- _Tarefa 1_
Reescreva de forma mais breve o parágrafo do excerto que começa por "Os membros dos movimentos independentes", mantendo os factos principais.
- _Tarefa 2_
Responda a estas perguntas com base no excerto, uma resposta por linha:
(a) Qual é, segundo os autores, a sua vocação maior?
(b) Em que período a mobilização dos professores foi um fenómeno inédito e surpreendente?
(c) Que razão é dada para que os movimentos tenham um prazo relativamente curto?
- _Tarefa 3_
Repita, sem alterações, o trecho do excerto que começa nas palavras "Por isso, é" e termina depois de "melhores professores possível.".

Para alguns, convém soletrar o que se vai ler a seguir:
Os membros dos movimentos independentes, e os da APEDE em particular, não são profissionais da luta ou da contestação. São professores sem redução no seu horário laboral, muitos deles com todos os encargos que isso significa, e que mesmo assim dedicaram bastantes horas do seu escasso tempo livre a tentar que a luta dos professores chegasse a bom porto.
Por isso, é mais do que compreensível que a existência destes movimentos ou, pelo menos, o tempo da sua maior mobilização, tenham um prazo relativamente curto. Porque isto, meus amigos, é muito cansativo.
Tendo todos nós consciência da importância de sermos cidadãos participativos, a começar pelo nosso local de trabalho, há no entanto que deixar bem claro o seguinte:
a nossa vocação maior não é a militância política – entendida aqui no seu sentido mais lato -, mas a actividade do ensino. É isso que gostamos de fazer, e é para isso que nos preparamos todos os dias: para sermos, no nosso quotidiano profissional, os melhores professores possível.
Portanto, não exijam mais do que aquilo que, humanamente, podemos, queremos e devemos fazer.
Se querem ser exigentes, sejam-no em relação àqueles que podem muito mais e que o não fazem.
Com um abraço para todos os nossos (milhares) de leitores.
Mobilização/desmobilização dos professores
Ainda em jeito de balanço, importa alargar um pouco mais o foco da análise, e perceber o que verdadeiramente sucedeu nestes últimos anos quanto à mobilização dos professores e o que levou ao estado actual de abatimento generalizado.
Antes de mais, há uma honestidade analítica que se impõe:
a mobilização dos professores, ao longo de 2008 e na transição de 2008 para 2009, foi um fenómeno efectivamente inédito e surpreendente.

- _Dados fornecidos_

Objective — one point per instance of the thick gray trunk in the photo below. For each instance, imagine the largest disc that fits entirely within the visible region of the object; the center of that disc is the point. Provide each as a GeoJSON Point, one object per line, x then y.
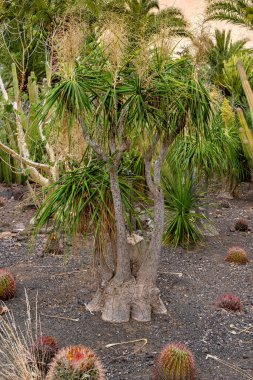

- _Resposta modelo 1_
Os membros dos movimentos independentes, incluindo os da APEDE, não são profissionais da contestação. São professores com horário laboral completo e com os encargos que isso implica. Ainda assim, dedicaram muitas horas do pouco tempo livre que têm a tentar que a luta dos professores tivesse êxito.

- _Resposta modelo 2_
(a) A atividade do ensino.
(b) Ao longo de 2008 e na transição de 2008 para 2009.
(c) Porque tudo isto é muito cansativo.

- _Resposta modelo 3_
Por isso, é mais do que compreensível que a existência destes movimentos ou, pelo menos, o tempo da sua maior mobilização, tenham um prazo relativamente curto. Porque isto, meus amigos, é muito cansativo.
Tendo todos nós consciência da importância de sermos cidadãos participativos, a começar pelo nosso local de trabalho, há no entanto que deixar bem claro o seguinte:
a nossa vocação maior não é a militância política – entendida aqui no seu sentido mais lato -, mas a actividade do ensino. É isso que gostamos de fazer, e é para isso que nos preparamos todos os dias: para sermos, no nosso quotidiano profissional, os melhores professores possível.